Belge alıntısı:

---

Makina parkınızda yerli makinaları mı yoksa yabancı markalar mı hakim?

Biz de pek yerli makina yok. 

“YERLİ SANAYİ, BU MAKİNALARI ÜRETMİYOR”

Supap üretimi için gerekli olan tezgahların Türkiye’de üretilmediğine dikkat çeken Supsan Genel Müdürü Salih Alson; ülkemizde bu makinaların üretimine çok da gerek olmadığını söyledi: “Yani yerli sanayinin bunlar yapamadığından değil. Üretse satabileceği pazar çok dar!”

Yerli sanayi, ihtiyacınız olan makinaları üretemediği için mi parkurunuzda yok?

Bizde tezgahlar üniversal değil, bizde supaba yönelik tezgahlar bulunuyor. Bu tezgahları da her marka yapmıyor. Aslına bakarsanız da yapmamakta haklı, yani yapamadığından değil. Üretse satabileceği pazar çok dar!  Yoksa isteseler ben yerli makina sanayinin bu tür makinaları üretebileceğini düşünüyorum… Bu işlerin uzmanları genellikle yabancı makinalar hatta Avrupa menşeliler. Taşlama örneğin; taşlama makinaları her yerde yapılıyor. Ama bunun yükleme gibi birçok prosesi buradaki taşlamadan farklı çünkü supaplara özel dizayn edilmiş. 

Peki, sizin makinaları modernize edip kendi makinalarınızı üretmeniz hakkında bilgi verir misiniz?

Biz makina yapabilme kapasitesine sahibiz. Belki parkurumuzda bulunan makinaların yüzde 20’si bizim kendi üretimimize dahil olmuştur. Biz kendi mühendislik becerimizi kullanarak bu çalışmalara imza atıyoruz. Mesela Avrupa’dan gövde alıyoruz, genellikle bunlar kullanılabilir halde olmayan tezgahlar oluyor… Sonrasında ekibimizle beraber ihtiyaçlarımız doğrultusunda son teknolojiye sahip bir tezgah formuna sokabiliyoruz. Tabi elbette çok büyük makinalarda dışarıdan da yardım alabiliyoruz. Çok büyük firmalar geliyor, PLS sistemlerini yerleştirip, burada çalışmalarını sağlıyorlar. Ancak bütün makinanın panolarının dizaynı bizde...

---

Öğeler:

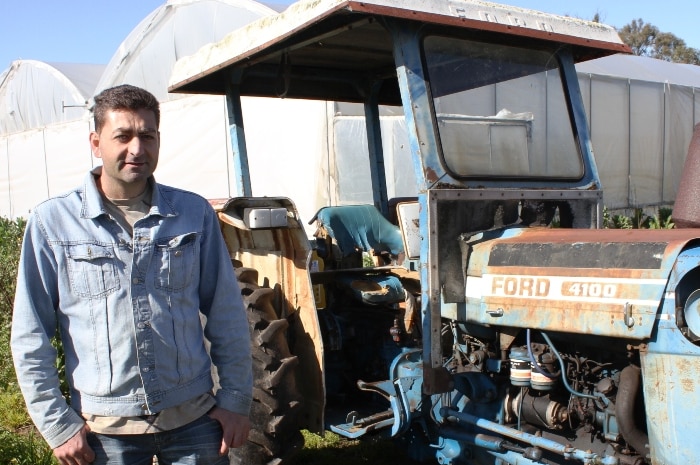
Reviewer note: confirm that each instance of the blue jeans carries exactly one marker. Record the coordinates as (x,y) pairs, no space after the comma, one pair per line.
(196,443)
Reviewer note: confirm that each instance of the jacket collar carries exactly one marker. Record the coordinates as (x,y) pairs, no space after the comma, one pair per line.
(93,203)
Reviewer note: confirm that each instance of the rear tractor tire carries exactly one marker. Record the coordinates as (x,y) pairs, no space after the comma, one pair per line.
(274,436)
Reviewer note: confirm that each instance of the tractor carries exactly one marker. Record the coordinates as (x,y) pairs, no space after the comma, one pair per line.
(483,316)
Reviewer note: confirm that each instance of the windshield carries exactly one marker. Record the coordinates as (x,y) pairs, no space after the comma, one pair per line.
(500,111)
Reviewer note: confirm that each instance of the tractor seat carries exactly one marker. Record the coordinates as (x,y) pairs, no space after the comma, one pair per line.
(360,228)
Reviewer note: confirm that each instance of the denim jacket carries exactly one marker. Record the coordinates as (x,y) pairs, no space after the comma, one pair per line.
(128,310)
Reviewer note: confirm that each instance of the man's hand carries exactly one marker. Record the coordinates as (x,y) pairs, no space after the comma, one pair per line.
(76,450)
(236,428)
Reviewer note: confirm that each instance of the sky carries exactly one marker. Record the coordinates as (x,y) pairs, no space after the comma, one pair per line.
(90,31)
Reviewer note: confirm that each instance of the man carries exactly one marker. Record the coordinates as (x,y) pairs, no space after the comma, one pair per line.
(124,267)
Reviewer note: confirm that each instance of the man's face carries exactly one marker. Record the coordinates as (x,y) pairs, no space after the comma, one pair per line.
(128,145)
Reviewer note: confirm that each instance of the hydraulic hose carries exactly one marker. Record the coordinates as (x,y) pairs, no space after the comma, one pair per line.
(627,392)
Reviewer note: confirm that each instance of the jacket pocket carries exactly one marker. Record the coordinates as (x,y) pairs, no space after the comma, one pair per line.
(176,258)
(92,269)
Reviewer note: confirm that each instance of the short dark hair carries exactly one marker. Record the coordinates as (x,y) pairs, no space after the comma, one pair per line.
(124,97)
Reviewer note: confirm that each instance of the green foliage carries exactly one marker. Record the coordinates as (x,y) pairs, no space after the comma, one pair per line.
(639,220)
(647,40)
(24,449)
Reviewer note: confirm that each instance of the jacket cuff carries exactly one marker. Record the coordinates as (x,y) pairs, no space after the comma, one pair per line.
(233,401)
(61,432)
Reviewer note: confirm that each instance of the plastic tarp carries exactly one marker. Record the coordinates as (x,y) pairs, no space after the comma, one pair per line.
(174,30)
(34,94)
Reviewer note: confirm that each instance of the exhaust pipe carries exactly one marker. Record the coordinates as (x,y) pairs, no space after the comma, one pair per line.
(627,392)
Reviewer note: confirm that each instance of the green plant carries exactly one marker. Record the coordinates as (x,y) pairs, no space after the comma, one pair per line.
(24,449)
(662,220)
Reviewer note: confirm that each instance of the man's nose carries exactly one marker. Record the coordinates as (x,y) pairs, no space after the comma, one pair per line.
(135,146)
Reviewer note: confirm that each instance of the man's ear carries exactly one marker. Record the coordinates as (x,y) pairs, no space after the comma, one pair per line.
(95,144)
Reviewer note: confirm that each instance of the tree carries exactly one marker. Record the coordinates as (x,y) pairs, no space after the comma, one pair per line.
(646,40)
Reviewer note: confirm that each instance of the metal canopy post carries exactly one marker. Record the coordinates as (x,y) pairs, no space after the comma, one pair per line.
(376,151)
(235,127)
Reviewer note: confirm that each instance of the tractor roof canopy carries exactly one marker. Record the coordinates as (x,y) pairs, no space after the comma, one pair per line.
(329,49)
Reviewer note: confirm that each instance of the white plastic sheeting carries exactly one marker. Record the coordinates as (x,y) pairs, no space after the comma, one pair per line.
(642,113)
(640,129)
(34,94)
(174,30)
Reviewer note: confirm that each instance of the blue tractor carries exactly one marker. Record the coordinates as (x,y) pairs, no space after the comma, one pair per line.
(488,318)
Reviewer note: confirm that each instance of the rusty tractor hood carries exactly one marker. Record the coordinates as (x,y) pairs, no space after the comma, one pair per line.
(603,282)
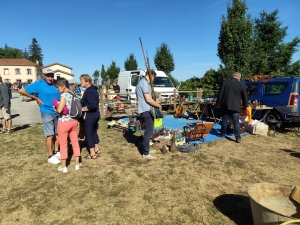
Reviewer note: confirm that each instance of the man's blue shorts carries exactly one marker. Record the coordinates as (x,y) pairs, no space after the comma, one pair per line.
(50,124)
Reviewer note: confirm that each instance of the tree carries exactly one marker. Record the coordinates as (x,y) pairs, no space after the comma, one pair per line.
(210,81)
(271,55)
(25,54)
(235,40)
(113,70)
(35,52)
(103,72)
(130,63)
(163,59)
(10,53)
(96,75)
(173,80)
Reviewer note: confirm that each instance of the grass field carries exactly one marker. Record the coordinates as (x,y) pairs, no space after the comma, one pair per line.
(208,186)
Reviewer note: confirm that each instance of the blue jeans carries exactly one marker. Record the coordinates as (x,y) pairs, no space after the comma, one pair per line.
(49,123)
(148,123)
(90,131)
(235,116)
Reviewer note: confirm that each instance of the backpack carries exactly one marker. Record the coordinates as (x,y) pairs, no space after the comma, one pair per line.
(76,108)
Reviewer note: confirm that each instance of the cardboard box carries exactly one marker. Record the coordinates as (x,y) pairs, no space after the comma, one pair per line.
(158,122)
(257,127)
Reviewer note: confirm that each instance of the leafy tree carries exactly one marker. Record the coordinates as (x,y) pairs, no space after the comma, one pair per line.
(190,84)
(235,40)
(103,72)
(210,81)
(163,59)
(25,54)
(35,52)
(271,55)
(96,75)
(113,70)
(10,53)
(130,63)
(173,80)
(294,69)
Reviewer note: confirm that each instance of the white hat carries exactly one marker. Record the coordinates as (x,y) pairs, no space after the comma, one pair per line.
(47,71)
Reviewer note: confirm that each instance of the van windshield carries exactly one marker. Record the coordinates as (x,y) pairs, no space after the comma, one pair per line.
(162,82)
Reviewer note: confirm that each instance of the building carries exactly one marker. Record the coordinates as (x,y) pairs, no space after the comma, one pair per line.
(61,70)
(19,70)
(25,71)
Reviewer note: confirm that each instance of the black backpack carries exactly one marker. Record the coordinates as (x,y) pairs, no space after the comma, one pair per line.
(76,108)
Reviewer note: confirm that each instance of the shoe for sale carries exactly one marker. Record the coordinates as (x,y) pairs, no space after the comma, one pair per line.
(64,170)
(53,160)
(152,151)
(148,157)
(77,166)
(56,154)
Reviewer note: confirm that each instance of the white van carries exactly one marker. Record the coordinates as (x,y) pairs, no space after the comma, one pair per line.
(127,80)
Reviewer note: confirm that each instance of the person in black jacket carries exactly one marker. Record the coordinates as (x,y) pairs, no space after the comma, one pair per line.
(231,95)
(91,114)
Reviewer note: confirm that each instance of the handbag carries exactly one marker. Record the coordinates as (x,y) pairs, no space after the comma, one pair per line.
(155,112)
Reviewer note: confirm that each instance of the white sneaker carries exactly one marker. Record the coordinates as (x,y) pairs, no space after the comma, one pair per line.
(53,160)
(148,157)
(64,170)
(57,155)
(77,166)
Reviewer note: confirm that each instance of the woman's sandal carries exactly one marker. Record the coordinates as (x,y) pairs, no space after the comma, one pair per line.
(98,152)
(91,157)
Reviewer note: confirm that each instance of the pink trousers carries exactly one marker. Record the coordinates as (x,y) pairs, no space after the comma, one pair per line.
(65,129)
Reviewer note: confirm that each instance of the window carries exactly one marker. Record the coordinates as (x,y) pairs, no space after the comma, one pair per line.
(18,72)
(274,88)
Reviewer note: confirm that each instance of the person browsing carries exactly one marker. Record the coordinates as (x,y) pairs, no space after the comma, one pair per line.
(44,92)
(231,94)
(145,101)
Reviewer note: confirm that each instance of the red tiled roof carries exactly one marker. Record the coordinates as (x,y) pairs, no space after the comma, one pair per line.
(17,62)
(56,63)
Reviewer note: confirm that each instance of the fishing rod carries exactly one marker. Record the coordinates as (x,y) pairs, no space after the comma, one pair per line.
(147,64)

---

Görev:
Supap üretimi söyleşisine göre aşağıdaki soruları yanıtlayın:
(a) Salih Alson'a göre yerli sanayi supap tezgahlarını neden üretmiyor?
(b) Parkurdaki makinaların yaklaşık yüzde kaçı firmanın kendi üretimine dahil olmuş?
(c) Çok büyük makinalarda dışarıdan yardım alınsa da hangi iş firmanın kendisinde yapılıyor?

Yanıt:
(a) Yerli sanayi bu makinaları yapamadığı için değil, üretse satabileceği pazar çok dar olduğu için üretmiyor.
(b) Yüzde 20 kadarı.
(c) Bütün makinanın panolarının dizaynı.